▸ EXERCISE DETAILS
Your task is to copy the listing exactly. Drop any pictures from the copy.

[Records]
-=-=-=-=-

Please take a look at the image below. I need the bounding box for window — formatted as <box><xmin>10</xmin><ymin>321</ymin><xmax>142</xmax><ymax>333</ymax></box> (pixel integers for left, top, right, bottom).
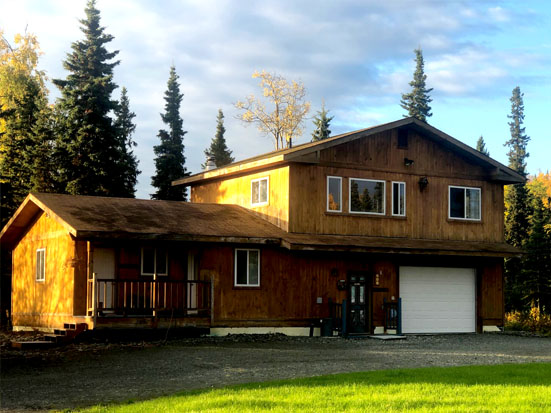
<box><xmin>36</xmin><ymin>248</ymin><xmax>46</xmax><ymax>282</ymax></box>
<box><xmin>327</xmin><ymin>176</ymin><xmax>342</xmax><ymax>212</ymax></box>
<box><xmin>142</xmin><ymin>247</ymin><xmax>168</xmax><ymax>275</ymax></box>
<box><xmin>251</xmin><ymin>177</ymin><xmax>270</xmax><ymax>206</ymax></box>
<box><xmin>392</xmin><ymin>182</ymin><xmax>406</xmax><ymax>217</ymax></box>
<box><xmin>234</xmin><ymin>249</ymin><xmax>260</xmax><ymax>287</ymax></box>
<box><xmin>448</xmin><ymin>186</ymin><xmax>481</xmax><ymax>221</ymax></box>
<box><xmin>349</xmin><ymin>178</ymin><xmax>385</xmax><ymax>215</ymax></box>
<box><xmin>398</xmin><ymin>129</ymin><xmax>409</xmax><ymax>149</ymax></box>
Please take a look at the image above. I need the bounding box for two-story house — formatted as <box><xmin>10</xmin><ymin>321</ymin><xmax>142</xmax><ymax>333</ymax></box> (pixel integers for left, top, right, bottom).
<box><xmin>0</xmin><ymin>118</ymin><xmax>524</xmax><ymax>334</ymax></box>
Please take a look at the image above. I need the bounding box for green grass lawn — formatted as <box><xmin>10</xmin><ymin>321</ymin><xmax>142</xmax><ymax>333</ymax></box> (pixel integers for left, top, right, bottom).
<box><xmin>74</xmin><ymin>364</ymin><xmax>551</xmax><ymax>413</ymax></box>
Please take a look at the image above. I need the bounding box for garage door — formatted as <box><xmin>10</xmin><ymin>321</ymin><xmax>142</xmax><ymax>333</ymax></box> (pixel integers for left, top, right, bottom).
<box><xmin>400</xmin><ymin>267</ymin><xmax>476</xmax><ymax>333</ymax></box>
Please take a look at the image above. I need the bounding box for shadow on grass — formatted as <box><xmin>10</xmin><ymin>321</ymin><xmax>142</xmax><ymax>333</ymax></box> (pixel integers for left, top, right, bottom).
<box><xmin>81</xmin><ymin>363</ymin><xmax>551</xmax><ymax>412</ymax></box>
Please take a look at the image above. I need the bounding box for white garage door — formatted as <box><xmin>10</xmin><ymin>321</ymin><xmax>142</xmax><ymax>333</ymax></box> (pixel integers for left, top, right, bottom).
<box><xmin>400</xmin><ymin>267</ymin><xmax>476</xmax><ymax>333</ymax></box>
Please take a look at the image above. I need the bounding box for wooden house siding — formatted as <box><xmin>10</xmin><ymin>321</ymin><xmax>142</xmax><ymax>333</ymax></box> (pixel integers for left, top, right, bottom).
<box><xmin>200</xmin><ymin>245</ymin><xmax>503</xmax><ymax>330</ymax></box>
<box><xmin>12</xmin><ymin>213</ymin><xmax>75</xmax><ymax>327</ymax></box>
<box><xmin>190</xmin><ymin>166</ymin><xmax>289</xmax><ymax>231</ymax></box>
<box><xmin>288</xmin><ymin>131</ymin><xmax>503</xmax><ymax>242</ymax></box>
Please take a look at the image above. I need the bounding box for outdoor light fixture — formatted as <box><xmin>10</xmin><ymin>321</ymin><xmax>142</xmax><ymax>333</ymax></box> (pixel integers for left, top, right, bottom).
<box><xmin>419</xmin><ymin>176</ymin><xmax>429</xmax><ymax>191</ymax></box>
<box><xmin>404</xmin><ymin>158</ymin><xmax>415</xmax><ymax>166</ymax></box>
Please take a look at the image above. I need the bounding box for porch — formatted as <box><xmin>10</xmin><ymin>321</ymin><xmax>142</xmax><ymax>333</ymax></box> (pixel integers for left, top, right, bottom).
<box><xmin>86</xmin><ymin>273</ymin><xmax>213</xmax><ymax>328</ymax></box>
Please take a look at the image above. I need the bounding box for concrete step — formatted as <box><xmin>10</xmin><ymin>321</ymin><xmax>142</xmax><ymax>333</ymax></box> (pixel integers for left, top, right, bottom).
<box><xmin>44</xmin><ymin>334</ymin><xmax>68</xmax><ymax>344</ymax></box>
<box><xmin>11</xmin><ymin>340</ymin><xmax>56</xmax><ymax>350</ymax></box>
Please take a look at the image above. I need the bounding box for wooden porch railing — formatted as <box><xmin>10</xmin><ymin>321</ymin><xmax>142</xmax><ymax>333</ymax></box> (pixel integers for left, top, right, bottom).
<box><xmin>87</xmin><ymin>274</ymin><xmax>211</xmax><ymax>318</ymax></box>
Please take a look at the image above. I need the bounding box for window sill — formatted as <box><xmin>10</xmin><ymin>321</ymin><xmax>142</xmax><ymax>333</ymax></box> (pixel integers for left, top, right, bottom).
<box><xmin>233</xmin><ymin>285</ymin><xmax>261</xmax><ymax>290</ymax></box>
<box><xmin>447</xmin><ymin>218</ymin><xmax>484</xmax><ymax>224</ymax></box>
<box><xmin>325</xmin><ymin>211</ymin><xmax>408</xmax><ymax>221</ymax></box>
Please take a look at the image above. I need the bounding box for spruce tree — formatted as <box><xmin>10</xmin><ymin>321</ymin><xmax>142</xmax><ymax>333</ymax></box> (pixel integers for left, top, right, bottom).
<box><xmin>312</xmin><ymin>104</ymin><xmax>333</xmax><ymax>142</ymax></box>
<box><xmin>522</xmin><ymin>197</ymin><xmax>551</xmax><ymax>314</ymax></box>
<box><xmin>114</xmin><ymin>87</ymin><xmax>140</xmax><ymax>197</ymax></box>
<box><xmin>54</xmin><ymin>0</ymin><xmax>134</xmax><ymax>197</ymax></box>
<box><xmin>151</xmin><ymin>66</ymin><xmax>189</xmax><ymax>201</ymax></box>
<box><xmin>400</xmin><ymin>48</ymin><xmax>432</xmax><ymax>122</ymax></box>
<box><xmin>203</xmin><ymin>109</ymin><xmax>234</xmax><ymax>169</ymax></box>
<box><xmin>505</xmin><ymin>86</ymin><xmax>531</xmax><ymax>311</ymax></box>
<box><xmin>476</xmin><ymin>135</ymin><xmax>490</xmax><ymax>156</ymax></box>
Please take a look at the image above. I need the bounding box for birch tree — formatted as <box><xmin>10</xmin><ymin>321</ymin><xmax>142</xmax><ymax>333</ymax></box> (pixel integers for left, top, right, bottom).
<box><xmin>235</xmin><ymin>70</ymin><xmax>310</xmax><ymax>149</ymax></box>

-=-=-=-=-

▸ CORRECT RESPONSE
Please take a look at the image below. I need the bounding box for window — formatted as <box><xmin>10</xmin><ymin>321</ymin><xmax>142</xmax><ymax>333</ymax></box> (pixel integers for left, top, right, bottom).
<box><xmin>36</xmin><ymin>248</ymin><xmax>46</xmax><ymax>282</ymax></box>
<box><xmin>327</xmin><ymin>176</ymin><xmax>342</xmax><ymax>212</ymax></box>
<box><xmin>142</xmin><ymin>247</ymin><xmax>168</xmax><ymax>275</ymax></box>
<box><xmin>251</xmin><ymin>177</ymin><xmax>270</xmax><ymax>206</ymax></box>
<box><xmin>392</xmin><ymin>182</ymin><xmax>406</xmax><ymax>217</ymax></box>
<box><xmin>234</xmin><ymin>249</ymin><xmax>260</xmax><ymax>287</ymax></box>
<box><xmin>448</xmin><ymin>186</ymin><xmax>481</xmax><ymax>221</ymax></box>
<box><xmin>349</xmin><ymin>178</ymin><xmax>385</xmax><ymax>215</ymax></box>
<box><xmin>398</xmin><ymin>129</ymin><xmax>409</xmax><ymax>149</ymax></box>
Please take a look at the image above. I need the bounding box for two-story house — formatted as <box><xmin>10</xmin><ymin>321</ymin><xmax>142</xmax><ymax>333</ymax></box> (pixel integers for left, top, right, bottom).
<box><xmin>0</xmin><ymin>118</ymin><xmax>524</xmax><ymax>334</ymax></box>
Please take a look at the image above. I need the bounding box for green grass lawn — formatted as <box><xmin>10</xmin><ymin>321</ymin><xmax>142</xmax><ymax>333</ymax></box> (pixel integers for left, top, right, bottom).
<box><xmin>74</xmin><ymin>364</ymin><xmax>551</xmax><ymax>413</ymax></box>
Please take a look at the image above. I need the bounding box for garage door — formatted as <box><xmin>10</xmin><ymin>321</ymin><xmax>142</xmax><ymax>333</ymax></box> (pixel integers for left, top, right, bottom).
<box><xmin>400</xmin><ymin>267</ymin><xmax>476</xmax><ymax>333</ymax></box>
Please take a look at the image above. I need the bounding box for shadow on grass — formatted as <box><xmin>10</xmin><ymin>321</ymin><xmax>142</xmax><ymax>333</ymax></box> (pixel integers for left, top, right, bottom).
<box><xmin>81</xmin><ymin>363</ymin><xmax>551</xmax><ymax>412</ymax></box>
Please take a look at the image above. I need the bounding box for white garage door — formatted as <box><xmin>10</xmin><ymin>321</ymin><xmax>142</xmax><ymax>333</ymax></box> (pixel integers for left, top, right, bottom).
<box><xmin>400</xmin><ymin>267</ymin><xmax>476</xmax><ymax>333</ymax></box>
Please take a look at the image above. I need the bounding box for wooden house siding — formatted as <box><xmin>10</xmin><ymin>321</ymin><xmax>142</xmax><ymax>333</ymax></box> (pixel integers for left, top, right, bottom).
<box><xmin>200</xmin><ymin>245</ymin><xmax>503</xmax><ymax>330</ymax></box>
<box><xmin>12</xmin><ymin>213</ymin><xmax>75</xmax><ymax>327</ymax></box>
<box><xmin>190</xmin><ymin>166</ymin><xmax>289</xmax><ymax>231</ymax></box>
<box><xmin>288</xmin><ymin>131</ymin><xmax>503</xmax><ymax>242</ymax></box>
Please take a look at the image above. I need the bounding box for outdoor light fixture — formatted as <box><xmin>10</xmin><ymin>321</ymin><xmax>142</xmax><ymax>333</ymax></box> (pixel integers for left, top, right, bottom).
<box><xmin>419</xmin><ymin>176</ymin><xmax>429</xmax><ymax>191</ymax></box>
<box><xmin>404</xmin><ymin>158</ymin><xmax>415</xmax><ymax>166</ymax></box>
Please take a look at the image above. I need the bounding box for porch — formatted as <box><xmin>10</xmin><ymin>321</ymin><xmax>142</xmax><ymax>333</ymax></box> (pixel integers for left, top, right, bottom).
<box><xmin>86</xmin><ymin>273</ymin><xmax>213</xmax><ymax>328</ymax></box>
Please take a look at the image above. I need the bounding box for concrete step — formatted as <box><xmin>10</xmin><ymin>321</ymin><xmax>142</xmax><ymax>333</ymax></box> (pixel integers for left, top, right, bottom).
<box><xmin>44</xmin><ymin>334</ymin><xmax>68</xmax><ymax>344</ymax></box>
<box><xmin>11</xmin><ymin>340</ymin><xmax>56</xmax><ymax>350</ymax></box>
Please take a look at the image above. I need the bounding box for wooden porch railing — formatted as <box><xmin>10</xmin><ymin>321</ymin><xmax>142</xmax><ymax>333</ymax></box> (pixel integers for left, top, right, bottom).
<box><xmin>87</xmin><ymin>274</ymin><xmax>211</xmax><ymax>318</ymax></box>
Please take a look at the image above. I need the bounding box for window sill — formatted as <box><xmin>10</xmin><ymin>321</ymin><xmax>142</xmax><ymax>333</ymax></box> (pixel integers for left, top, right, bottom).
<box><xmin>233</xmin><ymin>285</ymin><xmax>261</xmax><ymax>290</ymax></box>
<box><xmin>447</xmin><ymin>218</ymin><xmax>484</xmax><ymax>224</ymax></box>
<box><xmin>325</xmin><ymin>211</ymin><xmax>408</xmax><ymax>221</ymax></box>
Please take a look at the image above. I need the bounding box for spruce tree — formatted as <box><xmin>10</xmin><ymin>321</ymin><xmax>142</xmax><ymax>333</ymax></box> (pixel integers for left, top, right, bottom).
<box><xmin>312</xmin><ymin>104</ymin><xmax>333</xmax><ymax>142</ymax></box>
<box><xmin>522</xmin><ymin>197</ymin><xmax>551</xmax><ymax>314</ymax></box>
<box><xmin>114</xmin><ymin>87</ymin><xmax>140</xmax><ymax>197</ymax></box>
<box><xmin>54</xmin><ymin>0</ymin><xmax>134</xmax><ymax>197</ymax></box>
<box><xmin>151</xmin><ymin>66</ymin><xmax>189</xmax><ymax>201</ymax></box>
<box><xmin>400</xmin><ymin>48</ymin><xmax>432</xmax><ymax>122</ymax></box>
<box><xmin>203</xmin><ymin>109</ymin><xmax>234</xmax><ymax>169</ymax></box>
<box><xmin>505</xmin><ymin>86</ymin><xmax>531</xmax><ymax>311</ymax></box>
<box><xmin>476</xmin><ymin>135</ymin><xmax>490</xmax><ymax>156</ymax></box>
Please take a look at the image above. I need the bounding box for birch tree — formatted as <box><xmin>10</xmin><ymin>321</ymin><xmax>142</xmax><ymax>333</ymax></box> (pixel integers for left, top, right, bottom).
<box><xmin>235</xmin><ymin>70</ymin><xmax>310</xmax><ymax>149</ymax></box>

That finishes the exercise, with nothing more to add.